With historic low unemployment, a need for candidates with evolving skills is driving a national movement.

Skilled Through Alternative Routes, or STARs, refers to the estimated 70 million workers ages 25 and older who are active members of the workforce and have a high school diploma but no bachelor’s degree. Instead, they have gained valuable on-the-job experience through the military, community college or other alternative jobs.

Could this be the workforce of the future?

Skills-Based Hiring in Theory

In my role as a practice leader of a global recruiting firm, I am seeing increasing numbers of employers, overwhelmed by prolonged job openings and too few applicants meeting rigid requirements, embracing a more holistic approach to hiring—one that considers education, skills, experience and, perhaps most of all, potential.

A decade ago, there was no need for this kind of thinking because employers had their pick of degreed applicants with a few years of experience and perhaps a certificate. Today, the supply is low, and for all industries—from semiconductors and renewable energy to health care and construction— hiring is at crisis proportions.

Wise hiring leaders are embracing skills-based hiring, which screens candidates for specific competencies, including knowledge of multiple coding languages, over educational background.

A lot can be accomplished when hiring leaders and their recruiting partners think outside the box and are empowered to create a recruitment strategy that employs basic skills-assessment tools and behavior-based interviews to find great people.

Skills-Based Hiring in Action

At Duffy Group, we recently helped a nonprofit fill an opening for a director of development. The budget for the position was small, and a seasoned individual was out of reach. The organization agreed to rethink its job description, listing other desirable skills that might be found in a junior-level person. With qualities like being a self-starter, a great communicator and a ready collaborator, and having an outgoing personality and a passion for the mission, the nonprofit was able to find candidates who could grow into the job.

*Problem set:*
a – According to the skills-based hiring text, about how many workers are counted as STARs?
b – In the skills-based hiring text, rewrite the stretch from "At Duffy Group, we" through "into the job.", swapping "small" for "limited".
The material comes from a separate source.

*Stored data:*
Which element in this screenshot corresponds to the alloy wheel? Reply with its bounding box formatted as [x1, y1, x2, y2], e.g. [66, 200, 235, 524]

*Solutions per task:*
a – About 70 million workers ages 25 and older.

b –
At Duffy Group, we recently helped a nonprofit fill an opening for a director of development. The budget for the position was limited, and a seasoned individual was out of reach. The organization agreed to rethink its job description, listing other desirable skills that might be found in a junior-level person. With qualities like being a self-starter, a great communicator and a ready collaborator, and having an outgoing personality and a passion for the mission, the nonprofit was able to find candidates who could grow into the job.